:: WORK REQUIRED ::
Convert all of the data below into a Markdown table with two columns, Row and Line. Number each line in order and leave out any blank lines.

:: EXTRACTED RECORDS ::
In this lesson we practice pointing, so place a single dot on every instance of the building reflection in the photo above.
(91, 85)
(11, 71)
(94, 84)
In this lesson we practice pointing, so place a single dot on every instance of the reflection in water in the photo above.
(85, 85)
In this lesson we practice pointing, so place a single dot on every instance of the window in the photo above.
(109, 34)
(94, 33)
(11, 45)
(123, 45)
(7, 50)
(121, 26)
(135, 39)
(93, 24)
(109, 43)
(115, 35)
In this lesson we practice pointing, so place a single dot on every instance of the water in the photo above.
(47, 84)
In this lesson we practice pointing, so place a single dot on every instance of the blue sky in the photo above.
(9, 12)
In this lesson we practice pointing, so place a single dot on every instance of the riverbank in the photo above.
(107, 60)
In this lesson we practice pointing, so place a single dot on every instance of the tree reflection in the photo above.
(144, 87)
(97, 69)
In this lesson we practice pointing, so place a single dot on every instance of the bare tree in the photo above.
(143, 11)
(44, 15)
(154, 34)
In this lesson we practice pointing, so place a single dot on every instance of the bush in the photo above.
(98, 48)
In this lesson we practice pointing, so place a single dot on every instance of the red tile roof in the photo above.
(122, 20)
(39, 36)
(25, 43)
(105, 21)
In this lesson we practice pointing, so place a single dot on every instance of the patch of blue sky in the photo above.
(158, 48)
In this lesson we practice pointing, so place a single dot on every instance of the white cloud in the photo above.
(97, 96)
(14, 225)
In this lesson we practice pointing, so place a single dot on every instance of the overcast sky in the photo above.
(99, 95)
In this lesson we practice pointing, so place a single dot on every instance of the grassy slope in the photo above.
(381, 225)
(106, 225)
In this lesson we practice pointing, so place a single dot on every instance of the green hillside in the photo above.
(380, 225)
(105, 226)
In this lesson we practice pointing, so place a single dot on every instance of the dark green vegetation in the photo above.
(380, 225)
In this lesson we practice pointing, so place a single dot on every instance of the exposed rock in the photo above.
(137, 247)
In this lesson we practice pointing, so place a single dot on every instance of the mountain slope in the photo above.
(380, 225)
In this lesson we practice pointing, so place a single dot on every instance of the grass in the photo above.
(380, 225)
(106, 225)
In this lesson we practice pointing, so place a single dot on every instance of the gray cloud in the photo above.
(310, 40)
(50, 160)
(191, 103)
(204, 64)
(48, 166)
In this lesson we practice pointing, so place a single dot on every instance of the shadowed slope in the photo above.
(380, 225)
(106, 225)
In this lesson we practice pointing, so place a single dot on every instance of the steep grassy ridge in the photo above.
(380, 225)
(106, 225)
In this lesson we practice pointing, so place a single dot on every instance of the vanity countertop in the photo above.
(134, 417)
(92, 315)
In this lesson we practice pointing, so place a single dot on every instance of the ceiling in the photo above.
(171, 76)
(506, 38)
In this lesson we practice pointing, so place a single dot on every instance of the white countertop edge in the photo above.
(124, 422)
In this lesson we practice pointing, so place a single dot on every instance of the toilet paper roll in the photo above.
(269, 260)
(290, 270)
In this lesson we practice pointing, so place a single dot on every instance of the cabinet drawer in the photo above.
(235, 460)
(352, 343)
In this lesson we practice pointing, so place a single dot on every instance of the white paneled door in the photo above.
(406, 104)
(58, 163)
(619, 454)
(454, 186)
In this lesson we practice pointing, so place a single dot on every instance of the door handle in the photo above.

:: EXERCISE RESULT ::
| Row | Line |
|---|---|
| 1 | In this lesson we practice pointing, so place a single dot on every instance of the building reflection in the photo above. |
| 2 | (91, 85) |
| 3 | (11, 71) |
| 4 | (94, 84) |
| 5 | In this lesson we practice pointing, so place a single dot on every instance of the reflection in water in the photo above. |
| 6 | (85, 85) |
| 7 | In this lesson we practice pointing, so place a single dot on every instance of the window in the photo above. |
| 8 | (109, 34) |
| 9 | (94, 33) |
| 10 | (11, 45) |
| 11 | (123, 45) |
| 12 | (7, 50) |
| 13 | (121, 26) |
| 14 | (135, 39) |
| 15 | (93, 24) |
| 16 | (109, 43) |
| 17 | (115, 35) |
| 18 | In this lesson we practice pointing, so place a single dot on every instance of the water in the photo above. |
| 19 | (47, 84) |
| 20 | In this lesson we practice pointing, so place a single dot on every instance of the blue sky in the photo above. |
| 21 | (9, 12) |
| 22 | In this lesson we practice pointing, so place a single dot on every instance of the riverbank in the photo above. |
| 23 | (107, 60) |
| 24 | In this lesson we practice pointing, so place a single dot on every instance of the tree reflection in the photo above. |
| 25 | (144, 87) |
| 26 | (97, 69) |
| 27 | In this lesson we practice pointing, so place a single dot on every instance of the bare tree in the photo above. |
| 28 | (143, 11) |
| 29 | (44, 15) |
| 30 | (154, 34) |
| 31 | In this lesson we practice pointing, so place a single dot on every instance of the bush in the photo above. |
| 32 | (98, 48) |
| 33 | In this lesson we practice pointing, so place a single dot on every instance of the red tile roof in the photo above. |
| 34 | (122, 20) |
| 35 | (39, 36) |
| 36 | (25, 43) |
| 37 | (105, 21) |
| 38 | In this lesson we practice pointing, so place a single dot on every instance of the patch of blue sky in the photo above. |
| 39 | (158, 48) |
| 40 | In this lesson we practice pointing, so place a single dot on every instance of the white cloud in the photo above. |
| 41 | (97, 96) |
| 42 | (14, 225) |
| 43 | In this lesson we practice pointing, so place a single dot on every instance of the overcast sky in the photo above. |
| 44 | (99, 95) |
| 45 | In this lesson we practice pointing, so place a single dot on every instance of the grassy slope in the photo above. |
| 46 | (381, 225) |
| 47 | (106, 225) |
| 48 | In this lesson we practice pointing, so place a single dot on every instance of the green hillside in the photo above. |
| 49 | (380, 225) |
| 50 | (105, 226) |
| 51 | In this lesson we practice pointing, so place a single dot on every instance of the dark green vegetation in the photo above. |
| 52 | (380, 225) |
| 53 | In this lesson we practice pointing, so place a single dot on every instance of the exposed rock in the photo above. |
| 54 | (137, 247) |
| 55 | In this lesson we practice pointing, so place a single dot on every instance of the mountain slope in the photo above. |
| 56 | (380, 225) |
| 57 | In this lesson we practice pointing, so place a single dot on every instance of the grass in the photo above. |
| 58 | (380, 225) |
| 59 | (106, 225) |
| 60 | In this lesson we practice pointing, so place a single dot on every instance of the gray cloud in the photo above. |
| 61 | (310, 40) |
| 62 | (50, 160) |
| 63 | (191, 103) |
| 64 | (204, 64) |
| 65 | (48, 166) |
| 66 | In this lesson we practice pointing, so place a single dot on every instance of the shadowed slope in the photo above. |
| 67 | (380, 225) |
| 68 | (106, 225) |
| 69 | In this lesson we practice pointing, so place a single dot on every instance of the steep grassy ridge in the photo above. |
| 70 | (380, 225) |
| 71 | (106, 225) |
| 72 | In this lesson we practice pointing, so place a single dot on every instance of the vanity countertop in the photo above. |
| 73 | (134, 417) |
| 74 | (92, 315) |
| 75 | In this lesson we practice pointing, so place a single dot on every instance of the ceiling in the photo above. |
| 76 | (171, 76) |
| 77 | (506, 38) |
| 78 | In this lesson we practice pointing, so place a single dot on every instance of the white countertop edge in the photo above. |
| 79 | (124, 422) |
| 80 | In this lesson we practice pointing, so place a single dot on every instance of the toilet paper roll in the photo above. |
| 81 | (269, 260) |
| 82 | (290, 270) |
| 83 | In this lesson we practice pointing, so place a single dot on every instance of the cabinet drawer in the photo above. |
| 84 | (235, 460) |
| 85 | (352, 343) |
| 86 | In this lesson we practice pointing, so place a single dot on every instance of the white paneled door in the photo above. |
| 87 | (406, 104) |
| 88 | (58, 163) |
| 89 | (619, 454) |
| 90 | (454, 186) |
| 91 | In this lesson we practice pointing, so place a single dot on every instance of the door handle in the photo above. |